== Record set ==
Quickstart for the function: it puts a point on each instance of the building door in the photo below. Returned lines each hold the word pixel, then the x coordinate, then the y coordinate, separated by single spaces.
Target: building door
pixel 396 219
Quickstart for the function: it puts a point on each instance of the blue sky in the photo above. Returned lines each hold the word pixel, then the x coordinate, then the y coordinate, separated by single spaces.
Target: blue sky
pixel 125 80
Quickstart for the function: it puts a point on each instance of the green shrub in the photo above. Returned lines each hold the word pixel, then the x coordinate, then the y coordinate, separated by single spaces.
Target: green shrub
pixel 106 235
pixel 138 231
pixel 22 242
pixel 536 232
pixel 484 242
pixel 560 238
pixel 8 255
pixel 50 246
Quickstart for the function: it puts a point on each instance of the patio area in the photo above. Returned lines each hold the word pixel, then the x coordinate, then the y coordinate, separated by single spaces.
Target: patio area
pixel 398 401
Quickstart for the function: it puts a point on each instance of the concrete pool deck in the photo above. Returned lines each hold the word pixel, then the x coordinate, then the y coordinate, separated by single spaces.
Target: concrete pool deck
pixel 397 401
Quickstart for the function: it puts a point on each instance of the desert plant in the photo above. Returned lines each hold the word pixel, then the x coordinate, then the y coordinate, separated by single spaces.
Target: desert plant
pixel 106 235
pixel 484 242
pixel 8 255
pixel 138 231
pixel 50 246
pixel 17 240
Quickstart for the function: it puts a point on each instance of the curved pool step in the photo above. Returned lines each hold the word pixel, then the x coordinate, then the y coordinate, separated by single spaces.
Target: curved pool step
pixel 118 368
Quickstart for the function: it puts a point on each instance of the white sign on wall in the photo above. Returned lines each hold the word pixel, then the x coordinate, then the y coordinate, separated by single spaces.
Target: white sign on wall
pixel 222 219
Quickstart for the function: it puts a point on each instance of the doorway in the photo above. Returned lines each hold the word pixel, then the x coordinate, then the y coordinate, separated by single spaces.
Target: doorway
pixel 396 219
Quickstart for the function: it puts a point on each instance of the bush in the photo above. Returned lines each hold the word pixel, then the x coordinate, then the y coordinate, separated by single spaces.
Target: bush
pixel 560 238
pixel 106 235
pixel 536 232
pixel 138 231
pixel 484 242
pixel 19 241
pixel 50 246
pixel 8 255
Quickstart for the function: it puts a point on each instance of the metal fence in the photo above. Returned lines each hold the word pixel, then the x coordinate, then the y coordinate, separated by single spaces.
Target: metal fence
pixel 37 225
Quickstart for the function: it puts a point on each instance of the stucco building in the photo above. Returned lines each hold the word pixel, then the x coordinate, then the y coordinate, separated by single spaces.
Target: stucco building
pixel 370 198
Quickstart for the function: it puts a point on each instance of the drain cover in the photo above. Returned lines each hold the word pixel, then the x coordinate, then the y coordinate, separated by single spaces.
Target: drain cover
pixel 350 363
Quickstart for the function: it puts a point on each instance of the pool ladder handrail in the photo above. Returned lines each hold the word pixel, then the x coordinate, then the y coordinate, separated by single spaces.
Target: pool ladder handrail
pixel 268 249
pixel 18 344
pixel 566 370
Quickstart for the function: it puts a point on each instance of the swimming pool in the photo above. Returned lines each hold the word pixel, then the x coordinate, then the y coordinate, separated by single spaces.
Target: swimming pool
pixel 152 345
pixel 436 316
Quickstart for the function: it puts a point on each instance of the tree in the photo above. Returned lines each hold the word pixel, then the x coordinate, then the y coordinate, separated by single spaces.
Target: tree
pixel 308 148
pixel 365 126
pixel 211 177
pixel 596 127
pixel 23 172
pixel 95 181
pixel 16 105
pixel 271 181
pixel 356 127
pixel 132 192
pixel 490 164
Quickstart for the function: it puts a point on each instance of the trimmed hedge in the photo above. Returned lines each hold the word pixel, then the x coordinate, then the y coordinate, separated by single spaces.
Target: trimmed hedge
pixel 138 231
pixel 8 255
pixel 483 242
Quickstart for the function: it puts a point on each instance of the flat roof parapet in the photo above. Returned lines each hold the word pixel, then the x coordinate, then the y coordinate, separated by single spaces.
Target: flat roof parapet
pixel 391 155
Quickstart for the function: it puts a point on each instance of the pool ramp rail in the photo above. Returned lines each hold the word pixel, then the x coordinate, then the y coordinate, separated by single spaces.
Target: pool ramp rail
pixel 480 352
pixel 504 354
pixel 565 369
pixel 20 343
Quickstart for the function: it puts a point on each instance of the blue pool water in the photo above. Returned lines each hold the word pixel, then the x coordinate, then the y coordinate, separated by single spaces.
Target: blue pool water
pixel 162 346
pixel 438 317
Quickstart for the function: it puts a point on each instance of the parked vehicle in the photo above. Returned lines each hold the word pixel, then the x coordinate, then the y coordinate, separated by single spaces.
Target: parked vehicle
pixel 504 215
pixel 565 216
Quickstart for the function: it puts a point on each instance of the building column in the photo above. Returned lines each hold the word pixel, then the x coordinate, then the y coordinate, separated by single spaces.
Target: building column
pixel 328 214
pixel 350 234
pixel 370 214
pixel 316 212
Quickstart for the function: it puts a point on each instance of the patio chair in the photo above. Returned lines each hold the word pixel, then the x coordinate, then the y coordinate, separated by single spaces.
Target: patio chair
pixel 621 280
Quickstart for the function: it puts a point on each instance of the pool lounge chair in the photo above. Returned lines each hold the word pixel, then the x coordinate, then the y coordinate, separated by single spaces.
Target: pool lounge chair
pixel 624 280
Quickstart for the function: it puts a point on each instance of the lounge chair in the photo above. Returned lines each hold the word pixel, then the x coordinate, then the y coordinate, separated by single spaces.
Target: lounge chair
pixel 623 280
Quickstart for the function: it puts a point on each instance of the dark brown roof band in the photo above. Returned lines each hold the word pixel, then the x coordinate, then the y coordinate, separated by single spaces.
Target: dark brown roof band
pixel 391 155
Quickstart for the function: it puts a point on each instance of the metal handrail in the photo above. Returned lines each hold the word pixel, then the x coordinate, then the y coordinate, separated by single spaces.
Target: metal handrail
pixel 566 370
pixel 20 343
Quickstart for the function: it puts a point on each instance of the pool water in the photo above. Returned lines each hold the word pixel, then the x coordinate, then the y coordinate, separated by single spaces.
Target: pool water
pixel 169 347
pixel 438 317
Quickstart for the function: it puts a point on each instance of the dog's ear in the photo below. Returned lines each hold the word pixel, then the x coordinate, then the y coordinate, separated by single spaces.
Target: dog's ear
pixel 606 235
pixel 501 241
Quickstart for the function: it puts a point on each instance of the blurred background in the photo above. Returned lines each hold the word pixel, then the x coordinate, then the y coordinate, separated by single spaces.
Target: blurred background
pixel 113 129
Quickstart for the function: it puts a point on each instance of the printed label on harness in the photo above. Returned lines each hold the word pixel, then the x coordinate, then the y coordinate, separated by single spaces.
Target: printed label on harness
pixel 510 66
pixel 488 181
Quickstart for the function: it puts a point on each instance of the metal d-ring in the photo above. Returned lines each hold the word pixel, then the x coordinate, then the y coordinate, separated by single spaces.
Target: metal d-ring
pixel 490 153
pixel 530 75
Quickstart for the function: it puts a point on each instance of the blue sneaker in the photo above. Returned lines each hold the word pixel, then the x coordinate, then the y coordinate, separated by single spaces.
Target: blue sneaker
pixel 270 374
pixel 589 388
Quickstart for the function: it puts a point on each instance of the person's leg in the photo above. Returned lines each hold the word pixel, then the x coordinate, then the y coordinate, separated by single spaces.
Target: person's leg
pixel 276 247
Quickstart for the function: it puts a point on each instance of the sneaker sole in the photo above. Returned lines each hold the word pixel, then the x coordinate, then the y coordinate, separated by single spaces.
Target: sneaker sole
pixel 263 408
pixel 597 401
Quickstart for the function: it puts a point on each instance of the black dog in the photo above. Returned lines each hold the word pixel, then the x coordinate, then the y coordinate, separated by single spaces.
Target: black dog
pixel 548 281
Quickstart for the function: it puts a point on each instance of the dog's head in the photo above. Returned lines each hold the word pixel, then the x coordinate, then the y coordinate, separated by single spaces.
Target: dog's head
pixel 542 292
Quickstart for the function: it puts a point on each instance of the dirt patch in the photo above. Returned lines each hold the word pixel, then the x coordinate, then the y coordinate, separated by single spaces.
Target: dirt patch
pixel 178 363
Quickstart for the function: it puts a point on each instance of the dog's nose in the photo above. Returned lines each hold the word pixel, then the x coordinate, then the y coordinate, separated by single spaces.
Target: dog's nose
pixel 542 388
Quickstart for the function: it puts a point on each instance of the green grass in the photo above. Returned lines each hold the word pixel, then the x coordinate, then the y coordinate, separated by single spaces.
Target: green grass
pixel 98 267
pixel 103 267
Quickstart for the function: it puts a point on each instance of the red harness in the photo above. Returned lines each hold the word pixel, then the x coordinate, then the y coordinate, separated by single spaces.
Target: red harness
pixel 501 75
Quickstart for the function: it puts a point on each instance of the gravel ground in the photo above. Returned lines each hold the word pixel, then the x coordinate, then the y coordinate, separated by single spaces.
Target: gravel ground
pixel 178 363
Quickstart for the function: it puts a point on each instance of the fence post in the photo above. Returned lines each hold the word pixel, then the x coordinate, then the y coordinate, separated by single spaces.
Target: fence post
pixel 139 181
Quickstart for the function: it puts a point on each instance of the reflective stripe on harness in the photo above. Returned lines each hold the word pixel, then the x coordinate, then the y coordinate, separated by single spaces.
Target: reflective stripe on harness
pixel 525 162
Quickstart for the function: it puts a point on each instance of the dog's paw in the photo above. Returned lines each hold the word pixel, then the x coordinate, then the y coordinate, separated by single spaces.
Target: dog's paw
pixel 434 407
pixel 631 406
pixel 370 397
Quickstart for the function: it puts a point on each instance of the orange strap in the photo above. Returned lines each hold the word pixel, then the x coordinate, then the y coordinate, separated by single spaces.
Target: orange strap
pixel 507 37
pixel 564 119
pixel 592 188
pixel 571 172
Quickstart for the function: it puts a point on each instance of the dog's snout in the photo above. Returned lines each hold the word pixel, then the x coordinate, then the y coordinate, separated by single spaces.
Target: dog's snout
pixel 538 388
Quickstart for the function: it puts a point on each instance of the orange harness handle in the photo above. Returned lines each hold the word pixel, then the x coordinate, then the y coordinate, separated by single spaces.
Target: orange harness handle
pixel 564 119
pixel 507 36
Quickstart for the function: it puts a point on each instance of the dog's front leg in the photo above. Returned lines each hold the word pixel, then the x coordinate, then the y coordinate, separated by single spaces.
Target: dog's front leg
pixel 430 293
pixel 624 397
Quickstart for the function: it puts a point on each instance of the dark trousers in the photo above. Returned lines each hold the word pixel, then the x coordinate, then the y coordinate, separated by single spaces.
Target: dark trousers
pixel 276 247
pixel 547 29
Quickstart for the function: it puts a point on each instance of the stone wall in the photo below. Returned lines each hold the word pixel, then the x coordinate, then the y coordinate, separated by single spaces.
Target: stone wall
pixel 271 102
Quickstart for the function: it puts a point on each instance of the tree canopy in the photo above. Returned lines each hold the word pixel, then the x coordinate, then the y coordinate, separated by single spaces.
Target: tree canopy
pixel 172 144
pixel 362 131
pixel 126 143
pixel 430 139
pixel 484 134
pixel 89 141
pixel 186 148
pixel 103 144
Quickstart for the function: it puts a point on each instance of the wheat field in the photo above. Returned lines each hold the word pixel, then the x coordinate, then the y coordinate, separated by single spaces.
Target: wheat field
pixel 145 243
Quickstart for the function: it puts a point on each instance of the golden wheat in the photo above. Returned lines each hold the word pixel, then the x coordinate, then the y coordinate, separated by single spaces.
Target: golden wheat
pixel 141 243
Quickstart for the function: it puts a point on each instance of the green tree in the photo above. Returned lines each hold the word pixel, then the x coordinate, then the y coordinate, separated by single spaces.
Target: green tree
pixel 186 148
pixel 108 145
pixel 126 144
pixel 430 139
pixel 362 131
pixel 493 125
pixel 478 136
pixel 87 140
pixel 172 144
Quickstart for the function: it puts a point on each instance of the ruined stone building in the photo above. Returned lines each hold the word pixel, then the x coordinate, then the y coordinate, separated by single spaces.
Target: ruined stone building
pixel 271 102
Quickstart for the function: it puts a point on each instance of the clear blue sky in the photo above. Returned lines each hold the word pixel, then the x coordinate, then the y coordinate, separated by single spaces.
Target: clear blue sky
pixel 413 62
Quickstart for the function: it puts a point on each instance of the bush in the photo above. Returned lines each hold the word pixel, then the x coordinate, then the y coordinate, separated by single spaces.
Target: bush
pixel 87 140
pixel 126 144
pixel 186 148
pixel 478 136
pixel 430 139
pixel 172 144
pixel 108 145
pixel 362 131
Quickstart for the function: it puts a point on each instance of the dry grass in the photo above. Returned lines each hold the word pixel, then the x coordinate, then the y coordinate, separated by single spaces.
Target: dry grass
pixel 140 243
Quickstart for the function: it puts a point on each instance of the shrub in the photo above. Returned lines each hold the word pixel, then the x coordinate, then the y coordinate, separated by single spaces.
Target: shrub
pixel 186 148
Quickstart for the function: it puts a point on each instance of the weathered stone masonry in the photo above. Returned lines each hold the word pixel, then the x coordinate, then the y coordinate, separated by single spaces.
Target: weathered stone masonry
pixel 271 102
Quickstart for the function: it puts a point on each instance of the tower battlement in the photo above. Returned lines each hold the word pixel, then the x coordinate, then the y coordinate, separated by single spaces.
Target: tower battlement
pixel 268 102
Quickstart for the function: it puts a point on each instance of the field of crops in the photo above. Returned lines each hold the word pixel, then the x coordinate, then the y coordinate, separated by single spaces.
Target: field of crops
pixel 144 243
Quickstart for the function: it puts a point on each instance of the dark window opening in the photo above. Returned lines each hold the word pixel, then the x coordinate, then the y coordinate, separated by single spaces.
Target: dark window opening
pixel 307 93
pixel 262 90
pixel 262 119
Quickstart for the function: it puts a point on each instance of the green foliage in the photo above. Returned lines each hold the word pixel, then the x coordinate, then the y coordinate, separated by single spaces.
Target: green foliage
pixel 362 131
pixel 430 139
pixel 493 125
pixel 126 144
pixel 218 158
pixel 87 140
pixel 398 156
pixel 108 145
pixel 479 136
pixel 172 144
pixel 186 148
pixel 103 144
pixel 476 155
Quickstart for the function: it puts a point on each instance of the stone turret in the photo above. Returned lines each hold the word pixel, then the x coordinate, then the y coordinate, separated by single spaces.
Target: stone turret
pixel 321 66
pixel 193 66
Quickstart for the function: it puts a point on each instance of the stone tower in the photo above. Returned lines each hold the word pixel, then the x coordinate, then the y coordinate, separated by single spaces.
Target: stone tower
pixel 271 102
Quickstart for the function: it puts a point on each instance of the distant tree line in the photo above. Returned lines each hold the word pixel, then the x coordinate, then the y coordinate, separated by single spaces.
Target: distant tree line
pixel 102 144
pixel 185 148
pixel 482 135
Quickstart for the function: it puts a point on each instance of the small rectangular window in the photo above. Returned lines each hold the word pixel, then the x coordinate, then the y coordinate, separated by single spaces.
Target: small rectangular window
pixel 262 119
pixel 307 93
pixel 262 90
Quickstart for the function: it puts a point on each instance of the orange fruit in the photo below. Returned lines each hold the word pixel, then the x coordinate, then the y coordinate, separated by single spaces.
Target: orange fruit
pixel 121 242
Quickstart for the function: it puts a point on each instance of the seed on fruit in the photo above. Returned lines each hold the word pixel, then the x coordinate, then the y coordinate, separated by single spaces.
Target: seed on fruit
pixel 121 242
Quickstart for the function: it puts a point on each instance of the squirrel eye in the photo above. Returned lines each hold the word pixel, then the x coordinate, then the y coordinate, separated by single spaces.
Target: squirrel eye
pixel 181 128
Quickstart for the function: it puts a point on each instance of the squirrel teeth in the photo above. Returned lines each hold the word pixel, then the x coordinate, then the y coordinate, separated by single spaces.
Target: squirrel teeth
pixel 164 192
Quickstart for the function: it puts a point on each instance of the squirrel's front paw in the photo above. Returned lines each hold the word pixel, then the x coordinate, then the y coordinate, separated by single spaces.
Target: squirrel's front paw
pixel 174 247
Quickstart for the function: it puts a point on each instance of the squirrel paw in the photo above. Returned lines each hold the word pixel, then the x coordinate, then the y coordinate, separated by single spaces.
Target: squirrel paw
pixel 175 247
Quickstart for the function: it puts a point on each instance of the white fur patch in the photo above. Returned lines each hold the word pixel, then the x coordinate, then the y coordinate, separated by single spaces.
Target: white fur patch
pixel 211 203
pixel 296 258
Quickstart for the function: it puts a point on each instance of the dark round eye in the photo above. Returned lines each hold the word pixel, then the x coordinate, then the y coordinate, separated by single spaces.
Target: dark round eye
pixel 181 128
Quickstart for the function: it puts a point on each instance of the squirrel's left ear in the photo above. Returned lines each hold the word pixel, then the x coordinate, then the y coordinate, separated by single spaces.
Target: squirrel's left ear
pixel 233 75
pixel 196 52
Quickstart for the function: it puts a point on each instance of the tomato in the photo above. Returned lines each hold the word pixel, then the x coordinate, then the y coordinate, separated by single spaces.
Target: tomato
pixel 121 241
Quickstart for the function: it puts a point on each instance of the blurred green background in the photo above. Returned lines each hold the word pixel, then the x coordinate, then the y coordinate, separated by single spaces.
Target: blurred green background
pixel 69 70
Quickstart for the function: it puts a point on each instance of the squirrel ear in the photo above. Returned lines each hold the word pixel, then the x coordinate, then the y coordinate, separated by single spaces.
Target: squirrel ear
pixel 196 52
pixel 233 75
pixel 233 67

== What the exercise asks ==
Rewrite the stretch from the start of the records through the line containing "pixel 17 240", replacing "patio area" with "outdoor terrace" and leaving all other text unchanged.

== Problem solution ==
Quickstart for the function: it puts a point on each instance of the building door in the photo below. Returned lines each hold the word pixel, then the x coordinate, then the y coordinate, separated by single spaces.
Target: building door
pixel 396 219
Quickstart for the function: it puts a point on each instance of the blue sky in the photo above. Returned lines each hold the word pixel, then the x coordinate, then the y coordinate, separated by single spaces.
Target: blue sky
pixel 125 80
Quickstart for the function: it puts a point on each instance of the green shrub in the photo above. Returned lines each hold the word pixel, then the x coordinate, then the y coordinate, separated by single spaces.
Target: green shrub
pixel 106 235
pixel 138 231
pixel 22 242
pixel 536 232
pixel 484 242
pixel 560 238
pixel 8 255
pixel 50 246
Quickstart for the function: it puts a point on each instance of the outdoor terrace in the photo above. Returned lines each hold the word pixel, then the x coordinate, then the y coordinate, separated by single spaces.
Target: outdoor terrace
pixel 398 401
Quickstart for the function: it puts a point on each instance of the concrete pool deck in the photo above. Returned lines each hold the word pixel, then the x coordinate, then the y coordinate, separated by single spaces.
Target: concrete pool deck
pixel 397 401
Quickstart for the function: it puts a point on each instance of the desert plant in the photo above. Returned lines each hold the word pixel, then the x coordinate, then the y coordinate, separated by single spaces.
Target: desert plant
pixel 106 235
pixel 484 242
pixel 8 255
pixel 138 231
pixel 50 246
pixel 17 240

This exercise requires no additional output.